* [WORK INSTRUCTIONS]:
• A. Please translate this sentence from the text on Margaret Macdonald into French: "As a child she received a classical education, which was unusual for girls at that time."
• B. Write what follows in the text on Margaret Macdonald, picking up after its last sentence.

== TEXT BLOCK ==

For the week of Monday August 11, 2008

On August 17, 1914, Margaret Clotilde Macdonald became Matron-in-Chief of the Canadian nursing sisters, becoming the first female to achieve the military rank of major in the British Empire. MacDonald came a long way for her title.

Margaret C. Macdonald as Matron-in-Chief
© Courtesy: St. F.X. Archives
Born in 1879 in Bailey’s Brook, Nova Scotia, she grew up in a wealthy family and was given opportunities that a small community with only an elementary school could not have otherwise provided. As a child she received a classical education, which was unusual for girls at that time. She went on to Mount St. Vincent Academy in Halifax and then studied nursing at Charity Hospital Training School in New York, graduating in 1895.

After graduating, MacDonald began her career as a military nurse aboard a hospital ship, Relief, caring for American soldiers wounded in the Spanish-American War of 1898. She then travelled as far as South Africa with the second Canadian contingent in 1900 to serve as a nurse during the South African War.  There she became one of the first females to receive an officer’s commission in the Canadian Army. After a brief visit home, she left for Panama in 1904 to care for malaria and yellow fever stricken workers hired to construct the Panama Canal. Returning to Canada in 1906, she was permanently appointed to the Canadian Army Medical Corps. MacDonald served in Halifax, Kingston and Québec City and was personally responsible for selecting the nurses in the Canadian Army Medical Corps. Unsatisfied with established recruiting procedures, she suggested that military nursing courses be given at various hospitals across Canada and that nurses be sent to soldiers’ camps for military nursing training, which differed from civilian nursing.

===
== EXTRACTED RECORDS ==

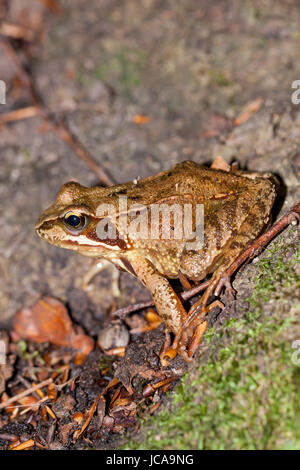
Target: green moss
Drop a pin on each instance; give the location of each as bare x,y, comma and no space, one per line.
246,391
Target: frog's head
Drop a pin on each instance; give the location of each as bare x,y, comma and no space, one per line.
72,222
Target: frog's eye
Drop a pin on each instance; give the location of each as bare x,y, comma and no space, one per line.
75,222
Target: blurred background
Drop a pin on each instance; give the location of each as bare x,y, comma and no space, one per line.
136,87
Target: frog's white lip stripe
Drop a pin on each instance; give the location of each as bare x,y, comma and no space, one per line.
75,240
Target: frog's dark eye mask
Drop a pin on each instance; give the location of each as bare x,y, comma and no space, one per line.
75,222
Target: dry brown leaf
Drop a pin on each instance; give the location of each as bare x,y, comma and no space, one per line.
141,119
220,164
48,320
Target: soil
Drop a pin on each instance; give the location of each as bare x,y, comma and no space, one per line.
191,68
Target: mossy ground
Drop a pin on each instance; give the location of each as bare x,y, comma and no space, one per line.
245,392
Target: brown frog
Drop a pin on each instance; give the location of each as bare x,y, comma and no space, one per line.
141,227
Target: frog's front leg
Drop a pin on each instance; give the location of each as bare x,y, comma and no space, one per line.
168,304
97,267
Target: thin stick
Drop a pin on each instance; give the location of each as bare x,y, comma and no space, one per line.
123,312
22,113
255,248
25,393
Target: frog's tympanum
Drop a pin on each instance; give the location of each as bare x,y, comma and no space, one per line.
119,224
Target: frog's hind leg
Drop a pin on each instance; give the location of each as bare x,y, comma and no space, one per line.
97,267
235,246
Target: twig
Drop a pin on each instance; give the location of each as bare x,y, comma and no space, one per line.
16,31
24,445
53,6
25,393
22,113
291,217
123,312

===

* [TASK-BY-TASK RESULTS]:
• A. Enfant, elle a reçu une éducation classique, ce qui était inhabituel pour les filles à cette époque.

• B.
Margaret C. MacDonald, left, working at her headquarters in London
© Veterans Affairs Canada http://www.vac-acc.gc.ca

In 1911, with a desire to improve the Canadian military nursing profession, she travelled to Great Britain to study the administration and organization of the more numerous and advanced British military nurses’ corps. In 1914 she became Matron-in-Chief. She was responsible for directing Canadian nursing services in England, France, and Greece from her London headquarters during the First World War. MacDonald received the Royal Red Cross in 1916 and the Florence Nightingale Medal in 1918. She retired in 1920 and returned to Nova Scotia where she remained until her death on September 7, 1948.

For her dedicated services, and her commitment to serving her country and improving Canadian military nursing Margaret Clotilde MacDonald was designated a National Historic Person in 1982.